## EXERCISE REQUIREMENTS
Repeat the data below in full and exactly.

## AVAILABLE DATA

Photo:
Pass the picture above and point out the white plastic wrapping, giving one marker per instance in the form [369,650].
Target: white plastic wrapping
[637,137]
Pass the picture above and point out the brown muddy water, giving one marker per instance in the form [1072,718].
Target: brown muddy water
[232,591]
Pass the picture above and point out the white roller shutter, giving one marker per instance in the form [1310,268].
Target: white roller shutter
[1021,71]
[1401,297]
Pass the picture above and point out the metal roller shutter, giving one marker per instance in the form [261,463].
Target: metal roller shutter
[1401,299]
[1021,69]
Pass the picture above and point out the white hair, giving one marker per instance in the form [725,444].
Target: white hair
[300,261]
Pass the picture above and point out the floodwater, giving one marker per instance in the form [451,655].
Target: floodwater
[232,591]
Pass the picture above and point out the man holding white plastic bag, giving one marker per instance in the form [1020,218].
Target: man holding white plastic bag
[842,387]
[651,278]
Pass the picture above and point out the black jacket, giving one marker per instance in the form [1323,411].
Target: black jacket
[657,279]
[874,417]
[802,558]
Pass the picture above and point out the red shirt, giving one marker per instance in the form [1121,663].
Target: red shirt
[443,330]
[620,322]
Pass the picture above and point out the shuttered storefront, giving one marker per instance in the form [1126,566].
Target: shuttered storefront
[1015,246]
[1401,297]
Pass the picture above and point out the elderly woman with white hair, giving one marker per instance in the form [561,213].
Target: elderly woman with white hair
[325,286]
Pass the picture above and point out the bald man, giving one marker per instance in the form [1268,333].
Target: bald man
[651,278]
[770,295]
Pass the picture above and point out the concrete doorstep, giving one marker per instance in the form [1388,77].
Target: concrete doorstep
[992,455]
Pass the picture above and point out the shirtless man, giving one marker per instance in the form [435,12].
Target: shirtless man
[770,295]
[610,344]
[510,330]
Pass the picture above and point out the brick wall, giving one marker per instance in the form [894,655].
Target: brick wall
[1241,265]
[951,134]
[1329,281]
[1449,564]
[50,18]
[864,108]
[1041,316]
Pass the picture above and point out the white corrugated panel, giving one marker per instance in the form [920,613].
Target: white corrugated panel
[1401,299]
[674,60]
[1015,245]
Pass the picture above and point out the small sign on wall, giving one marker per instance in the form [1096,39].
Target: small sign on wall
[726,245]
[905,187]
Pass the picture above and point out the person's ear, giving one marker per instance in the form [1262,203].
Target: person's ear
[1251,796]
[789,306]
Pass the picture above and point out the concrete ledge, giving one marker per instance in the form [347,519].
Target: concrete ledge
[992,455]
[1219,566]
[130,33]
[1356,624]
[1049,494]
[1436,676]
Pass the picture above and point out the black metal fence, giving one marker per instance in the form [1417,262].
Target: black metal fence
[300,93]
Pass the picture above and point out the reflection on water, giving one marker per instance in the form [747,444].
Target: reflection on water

## EXERCISE SOLUTION
Photo:
Pass the picture above and point out the white plastic wrapping, giving one marker per instance in the form [369,650].
Target: white plastic wrapping
[637,137]
Pass the picture above and point out the brown muddy water, giving one marker per instance in the form [1072,718].
Target: brown muddy water
[232,591]
Pass the picture above and point out the white roller shutter, giving one marker per instance in the form [1310,268].
Target: white roller shutter
[1021,71]
[1401,297]
Pass the picture above and point out the metal roller shutter, giving one marker per instance in the form [261,463].
Target: metal roller shutter
[1401,299]
[1021,69]
Pass the picture above and point out the white hair, giving one marker per instance in the form [725,444].
Target: white hair
[300,261]
Pass the picture above and point out the floodwater, giving one marker per instance in the form [451,655].
Target: floodwater
[232,591]
Pass the picture above and point out the man holding white plastic bag, giving one marker per instance in the form [1020,218].
Target: man holding white plastic bag
[842,387]
[651,278]
Pass the picture above and point out the black jacket, giving one marker per instance in the form [1323,411].
Target: black jacket
[657,279]
[874,417]
[802,558]
Pass the picture above and point out the red shirt, giving one marker per instance in the form [1121,663].
Target: red shirt
[443,330]
[620,322]
Pass the picture above and point out the shuttered storefront, giving one marker per instance in the form [1126,566].
Target: shuttered storefront
[1015,246]
[1401,297]
Pass the picture above and point out the elderly woman with white hair, giving one marker per instance in the form [561,213].
Target: elderly woman with white hair
[325,286]
Pass the picture above and point out the bald man, giving one marker per instance in the form [1268,333].
Target: bald man
[651,278]
[770,295]
Pass the picture above and point out the concrete doorstep, giving one marker per instance in the form [1388,77].
Target: concrete doorstep
[992,455]
Pass the picture above and point out the shirtless man, giving one marker per instance in the form [435,12].
Target: shirtless man
[770,295]
[610,344]
[510,330]
Pass the picture above and point out the brick wall, giving one marker per instance in the form [894,655].
Target: brick wall
[1241,265]
[951,134]
[1329,281]
[1449,564]
[50,18]
[864,108]
[1041,316]
Pass the picture above and point out the white corrugated panel, giving one marker per instance in the form [920,613].
Target: white corrugated panel
[1401,299]
[674,60]
[1015,245]
Pass the picture above and point out the small sign on wall, giving one marker per instance in the form [1096,39].
Target: small sign on wall
[726,245]
[905,187]
Pass the picture above and point out the person's ear, giving one marker per instance in the form [1262,203].
Target: person's ear
[1251,796]
[789,306]
Pass the picture above and point out the concrete ledge, giving one marker per instance in the form [347,519].
Target: concrete ledge
[992,455]
[1219,566]
[130,33]
[1356,624]
[1049,494]
[1436,676]
Pass the picture above and point out the black metal fence, giving one marker per instance in the form [1417,262].
Target: black metal fence
[300,93]
Pass the picture above and point out the reflection on water, giving one marker per instance in the form [747,444].
Target: reflection on water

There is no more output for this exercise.